Task list:
1) In the Irish-language news page, rewrite the paragraph beginning "We, the parents, students, teachers" as a short bulleted list that keeps its main facts.
2) According to the Irish-language news page, why will 19 longstanding Irish-language organisations cease to exist? Answer in one to three sentences.
3) Decide whether each statement agrees with the Irish-language news page. Answer yes or no, and quote the words from the page that settle it.
(a) Up to 31 schools could lose one teacher under the pupil teacher ratio changes.
(b) Foras na Gaeilge reviewed the effectiveness of the Irish-language organisations before making its proposal.
(c) The signatories of the statement on funding call for three-year funding schemes.

── Selected text

Ciorcaid sofháiscthe – ceardlann idirghníomhach
February 28, 2012
Protest against the changes to the pupil teacher ratio in Gaelscoileanna
February 28, 2012
A statement from parents who have set up an online petition:
We, the parents, students, teachers, family and friends of Gaelscoileanna are against the changes the government are making to the Pupil teacher ratio in our schools. This is disastrous for Irish-medium schools, particularly those with between three and eight teachers. Up to 31 schools will lose one teacher if this recommendation is put into practice. Class sizes will increase as will the amount of mixed class groups with higher class numbers. It will result in a complete dilution of the effectiveness of the immersion experience for the pupil. Please help us by signing our petition and encouraging your family and friends to do so also!
http://www.ipetitions.com/petition/gaelscoileanna-cuts-protest/
Cuts will shut 19 Irish-language bodies
February 28, 2012
The infrastructure needed by Irish speakers is about to be destroyed.
Foras na Gaeilge is proposing to abolish annual core funding for Irish-language organisations. They intend to invite applications for three-year schemes in a limited range of activities.
Under Foras na Gaeilge’s proposal, 19 longstanding Irish-language organisations will cease to exist, their services will be no more and staff will have to be let go.
Foras na Gaeilge have not carried out any review of the effectiveness, or the efficiency, of the Irish-language organisations, and their proposal is at odds with international language-planning principles. We believe that the Foras na Gaeilge ‘new funding model’ is deeply flawed, and will prove detrimental to the development of Irish across the country.
We call for a permanent funding structure, based on strategic planning and long-term goals, for the Irish-language voluntary sector.
Professor Colin Williams, Cardiff University, Wales
Professor Muiris Ó Laoire, AUT University, Auckland, New Zealand
Professor Dónall Ó Baoill, Queens University Belfast
Dr Wilson McLeod, University of Edinburgh, Scotland
Dr Conchúr Ó Giollagáin, Acadamh na hOllscolaíochta Gaeilge, NUI, Galway
Dr Pádraig Ó Duibhir, St Patrick’s College
Laoise Ní Thuairisg, Acadamh na hOllscolaíochta Gaeilge, NUI, Galway
Kevin De Barra, Comhdháil Náisiúnta na Gaeilge, D2
IRISH EXAMINER
Move threatens ‘to kill off Irish language organisations’
February 28, 2012
Irish language experts have warned that changes to how organisations promoting it are funded threaten to put them out of existence and to put staff out of jobs.

────
── Extracted information

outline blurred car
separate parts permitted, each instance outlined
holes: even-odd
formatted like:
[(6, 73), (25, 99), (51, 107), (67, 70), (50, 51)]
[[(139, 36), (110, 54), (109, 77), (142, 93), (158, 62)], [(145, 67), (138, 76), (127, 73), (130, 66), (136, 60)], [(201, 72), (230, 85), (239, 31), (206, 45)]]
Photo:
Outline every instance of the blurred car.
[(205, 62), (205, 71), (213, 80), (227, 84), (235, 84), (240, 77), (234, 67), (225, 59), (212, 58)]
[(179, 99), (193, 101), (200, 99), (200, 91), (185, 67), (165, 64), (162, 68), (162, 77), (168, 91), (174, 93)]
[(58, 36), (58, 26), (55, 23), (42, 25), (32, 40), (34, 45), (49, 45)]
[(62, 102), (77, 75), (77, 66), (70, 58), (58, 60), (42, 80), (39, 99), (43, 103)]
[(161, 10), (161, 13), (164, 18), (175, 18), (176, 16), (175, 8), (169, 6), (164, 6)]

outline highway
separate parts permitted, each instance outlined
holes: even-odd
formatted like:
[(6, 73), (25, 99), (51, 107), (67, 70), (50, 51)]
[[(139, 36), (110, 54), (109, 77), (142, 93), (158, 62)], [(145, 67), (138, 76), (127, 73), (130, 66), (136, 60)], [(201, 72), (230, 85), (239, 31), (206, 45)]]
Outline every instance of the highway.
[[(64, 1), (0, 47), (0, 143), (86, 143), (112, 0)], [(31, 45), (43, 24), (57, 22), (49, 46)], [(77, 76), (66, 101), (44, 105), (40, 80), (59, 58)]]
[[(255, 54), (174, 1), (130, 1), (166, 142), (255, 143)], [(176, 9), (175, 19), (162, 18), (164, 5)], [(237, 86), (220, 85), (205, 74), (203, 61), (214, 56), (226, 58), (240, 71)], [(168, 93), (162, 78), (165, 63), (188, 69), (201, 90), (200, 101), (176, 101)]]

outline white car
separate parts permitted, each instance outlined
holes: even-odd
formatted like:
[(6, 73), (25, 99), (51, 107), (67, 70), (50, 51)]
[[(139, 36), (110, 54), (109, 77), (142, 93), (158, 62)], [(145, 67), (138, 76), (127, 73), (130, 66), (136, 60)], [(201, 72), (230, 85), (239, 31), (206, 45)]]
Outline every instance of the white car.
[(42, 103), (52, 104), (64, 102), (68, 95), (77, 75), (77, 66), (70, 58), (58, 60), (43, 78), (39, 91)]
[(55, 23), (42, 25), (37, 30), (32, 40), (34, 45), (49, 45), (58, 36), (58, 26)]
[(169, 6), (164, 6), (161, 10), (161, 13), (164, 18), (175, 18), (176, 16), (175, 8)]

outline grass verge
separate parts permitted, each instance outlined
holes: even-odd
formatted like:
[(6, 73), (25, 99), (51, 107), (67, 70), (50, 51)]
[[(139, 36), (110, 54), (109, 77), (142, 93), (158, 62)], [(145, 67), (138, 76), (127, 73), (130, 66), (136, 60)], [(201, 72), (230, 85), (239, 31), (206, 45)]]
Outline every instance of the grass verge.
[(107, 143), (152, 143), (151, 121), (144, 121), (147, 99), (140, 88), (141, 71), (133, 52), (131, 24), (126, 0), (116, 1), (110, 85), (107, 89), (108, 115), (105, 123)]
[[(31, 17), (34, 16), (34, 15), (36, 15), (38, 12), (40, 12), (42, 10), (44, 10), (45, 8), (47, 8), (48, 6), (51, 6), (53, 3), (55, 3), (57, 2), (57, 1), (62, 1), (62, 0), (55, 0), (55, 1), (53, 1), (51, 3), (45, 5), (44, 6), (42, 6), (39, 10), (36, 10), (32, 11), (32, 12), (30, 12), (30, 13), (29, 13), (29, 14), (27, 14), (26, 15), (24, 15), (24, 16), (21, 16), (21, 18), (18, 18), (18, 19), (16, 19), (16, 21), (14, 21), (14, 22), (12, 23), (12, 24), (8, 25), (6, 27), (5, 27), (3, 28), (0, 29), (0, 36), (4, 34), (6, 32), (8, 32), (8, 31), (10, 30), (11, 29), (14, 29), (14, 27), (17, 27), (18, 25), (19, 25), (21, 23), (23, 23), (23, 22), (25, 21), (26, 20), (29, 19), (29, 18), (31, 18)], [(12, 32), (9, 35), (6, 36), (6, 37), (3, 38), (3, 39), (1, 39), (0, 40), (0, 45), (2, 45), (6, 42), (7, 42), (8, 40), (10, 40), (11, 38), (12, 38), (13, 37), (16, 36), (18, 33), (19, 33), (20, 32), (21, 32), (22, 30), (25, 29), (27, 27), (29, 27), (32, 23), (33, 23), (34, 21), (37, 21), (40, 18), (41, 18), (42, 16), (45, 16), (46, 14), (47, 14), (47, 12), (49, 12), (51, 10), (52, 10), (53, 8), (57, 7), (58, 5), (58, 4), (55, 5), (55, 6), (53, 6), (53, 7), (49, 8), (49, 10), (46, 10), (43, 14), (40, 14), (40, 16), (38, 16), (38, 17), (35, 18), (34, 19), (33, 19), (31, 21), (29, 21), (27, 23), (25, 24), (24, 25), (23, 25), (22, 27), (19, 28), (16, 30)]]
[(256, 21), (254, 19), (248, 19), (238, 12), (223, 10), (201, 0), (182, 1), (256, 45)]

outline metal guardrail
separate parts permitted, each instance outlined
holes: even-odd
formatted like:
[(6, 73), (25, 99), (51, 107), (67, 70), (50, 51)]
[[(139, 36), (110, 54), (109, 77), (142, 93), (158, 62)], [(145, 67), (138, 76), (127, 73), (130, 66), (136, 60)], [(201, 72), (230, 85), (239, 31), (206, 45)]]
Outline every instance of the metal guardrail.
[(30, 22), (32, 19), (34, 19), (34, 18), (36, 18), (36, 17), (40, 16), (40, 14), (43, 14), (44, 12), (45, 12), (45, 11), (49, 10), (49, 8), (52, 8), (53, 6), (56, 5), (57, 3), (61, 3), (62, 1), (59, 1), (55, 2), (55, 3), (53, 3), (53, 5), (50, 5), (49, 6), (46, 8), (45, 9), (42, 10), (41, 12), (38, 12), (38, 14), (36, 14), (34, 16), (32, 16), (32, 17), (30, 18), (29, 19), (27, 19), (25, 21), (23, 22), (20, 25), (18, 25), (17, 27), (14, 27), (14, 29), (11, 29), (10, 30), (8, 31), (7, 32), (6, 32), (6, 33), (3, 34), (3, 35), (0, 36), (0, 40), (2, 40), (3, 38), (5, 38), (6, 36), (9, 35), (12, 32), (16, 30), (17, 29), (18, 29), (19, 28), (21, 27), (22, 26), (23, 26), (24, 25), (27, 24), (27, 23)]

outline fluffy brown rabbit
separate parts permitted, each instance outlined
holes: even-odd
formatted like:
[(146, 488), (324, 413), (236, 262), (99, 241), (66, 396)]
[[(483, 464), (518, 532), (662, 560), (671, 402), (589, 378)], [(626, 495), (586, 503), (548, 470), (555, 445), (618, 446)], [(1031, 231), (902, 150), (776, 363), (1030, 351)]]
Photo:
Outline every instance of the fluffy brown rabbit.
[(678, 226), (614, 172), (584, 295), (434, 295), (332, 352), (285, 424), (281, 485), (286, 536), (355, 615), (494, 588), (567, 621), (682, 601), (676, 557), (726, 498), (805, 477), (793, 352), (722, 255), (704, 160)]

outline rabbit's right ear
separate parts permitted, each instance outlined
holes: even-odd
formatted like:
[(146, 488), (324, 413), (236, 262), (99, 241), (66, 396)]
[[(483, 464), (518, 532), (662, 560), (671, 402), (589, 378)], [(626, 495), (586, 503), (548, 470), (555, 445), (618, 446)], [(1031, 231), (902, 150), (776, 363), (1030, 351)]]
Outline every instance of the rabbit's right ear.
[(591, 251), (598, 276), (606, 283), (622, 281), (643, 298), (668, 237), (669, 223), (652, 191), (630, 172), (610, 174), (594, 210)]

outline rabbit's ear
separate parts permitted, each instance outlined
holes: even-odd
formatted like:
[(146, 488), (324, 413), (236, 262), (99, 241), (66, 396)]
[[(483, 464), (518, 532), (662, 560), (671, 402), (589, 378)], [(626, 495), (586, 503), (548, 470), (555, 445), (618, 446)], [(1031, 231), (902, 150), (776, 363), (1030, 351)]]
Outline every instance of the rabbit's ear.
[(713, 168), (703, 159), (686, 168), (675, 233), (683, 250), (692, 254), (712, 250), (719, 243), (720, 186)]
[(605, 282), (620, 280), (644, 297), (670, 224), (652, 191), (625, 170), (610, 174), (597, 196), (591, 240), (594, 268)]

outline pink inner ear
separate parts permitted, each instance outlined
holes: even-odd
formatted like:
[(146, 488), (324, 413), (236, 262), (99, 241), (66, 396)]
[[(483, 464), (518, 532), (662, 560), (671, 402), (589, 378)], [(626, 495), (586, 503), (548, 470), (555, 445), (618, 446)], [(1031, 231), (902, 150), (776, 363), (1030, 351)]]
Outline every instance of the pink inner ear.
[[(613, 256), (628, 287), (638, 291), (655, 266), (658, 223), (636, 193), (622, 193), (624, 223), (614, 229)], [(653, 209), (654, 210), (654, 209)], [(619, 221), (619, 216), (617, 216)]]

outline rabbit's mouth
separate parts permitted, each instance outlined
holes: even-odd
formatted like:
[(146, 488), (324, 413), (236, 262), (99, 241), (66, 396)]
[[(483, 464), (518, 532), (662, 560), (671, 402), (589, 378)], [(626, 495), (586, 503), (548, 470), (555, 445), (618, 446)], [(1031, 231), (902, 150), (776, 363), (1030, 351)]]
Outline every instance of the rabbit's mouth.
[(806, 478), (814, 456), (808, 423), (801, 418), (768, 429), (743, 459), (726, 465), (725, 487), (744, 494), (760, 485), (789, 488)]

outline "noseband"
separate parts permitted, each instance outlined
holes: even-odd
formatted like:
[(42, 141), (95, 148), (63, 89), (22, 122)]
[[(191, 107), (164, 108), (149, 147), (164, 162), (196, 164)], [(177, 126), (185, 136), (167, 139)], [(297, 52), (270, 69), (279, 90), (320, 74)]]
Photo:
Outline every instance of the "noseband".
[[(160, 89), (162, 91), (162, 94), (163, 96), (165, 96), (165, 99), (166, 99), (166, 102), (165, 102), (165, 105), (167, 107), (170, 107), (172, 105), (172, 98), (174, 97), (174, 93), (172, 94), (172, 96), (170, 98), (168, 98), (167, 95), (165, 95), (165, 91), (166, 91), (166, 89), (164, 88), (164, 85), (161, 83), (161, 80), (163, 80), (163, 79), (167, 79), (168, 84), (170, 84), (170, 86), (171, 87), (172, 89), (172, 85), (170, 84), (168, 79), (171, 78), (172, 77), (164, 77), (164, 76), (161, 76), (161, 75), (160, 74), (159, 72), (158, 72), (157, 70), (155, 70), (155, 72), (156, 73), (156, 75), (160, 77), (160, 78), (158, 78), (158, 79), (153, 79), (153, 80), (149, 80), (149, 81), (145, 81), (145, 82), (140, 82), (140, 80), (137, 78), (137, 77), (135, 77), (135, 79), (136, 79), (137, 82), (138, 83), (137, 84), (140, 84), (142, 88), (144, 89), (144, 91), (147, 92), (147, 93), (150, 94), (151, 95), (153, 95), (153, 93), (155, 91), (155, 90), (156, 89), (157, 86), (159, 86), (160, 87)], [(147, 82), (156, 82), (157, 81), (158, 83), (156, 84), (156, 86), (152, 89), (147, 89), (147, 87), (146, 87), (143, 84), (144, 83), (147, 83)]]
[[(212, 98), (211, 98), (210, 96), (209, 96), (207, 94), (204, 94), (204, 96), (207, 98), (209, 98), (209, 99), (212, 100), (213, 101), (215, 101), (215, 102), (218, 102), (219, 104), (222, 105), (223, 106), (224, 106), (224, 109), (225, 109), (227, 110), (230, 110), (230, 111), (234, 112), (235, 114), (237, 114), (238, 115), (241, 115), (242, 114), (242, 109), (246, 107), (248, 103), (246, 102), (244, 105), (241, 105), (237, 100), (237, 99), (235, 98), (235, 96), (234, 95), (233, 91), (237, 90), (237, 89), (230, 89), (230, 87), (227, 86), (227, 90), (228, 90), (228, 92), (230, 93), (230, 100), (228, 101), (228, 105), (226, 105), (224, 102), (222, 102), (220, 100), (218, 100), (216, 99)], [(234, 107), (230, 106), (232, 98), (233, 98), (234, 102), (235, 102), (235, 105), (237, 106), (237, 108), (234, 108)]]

────

Solutions in order:
1)
- Parents, students, teachers, family and friends of Gaelscoileanna oppose the government's changes to the pupil teacher ratio in their schools.
- They call the changes disastrous for Irish-medium schools, especially those with three to eight teachers.
- Up to 31 schools will lose one teacher if the recommendation is put into practice.
- Class sizes will grow, and there will be more mixed class groups with higher numbers.
- The immersion experience for pupils will become much less effective.
- Readers are asked to sign the petition and to encourage family and friends to sign it too.

2) Foras na Gaeilge is proposing to abolish annual core funding for Irish-language organisations. It plans instead to invite applications for three-year schemes in a limited range of activities. Under this proposal, the 19 organisations will close, their services will end, and their staff will be let go.

3)
(a) Yes: "Up to 31 schools will lose one teacher if this recommendation is put into practice."
(b) No: "Foras na Gaeilge have not carried out any review of the effectiveness, or the efficiency, of the Irish-language organisations"
(c) No: "We call for a permanent funding structure, based on strategic planning and long-term goals, for the Irish-language voluntary sector."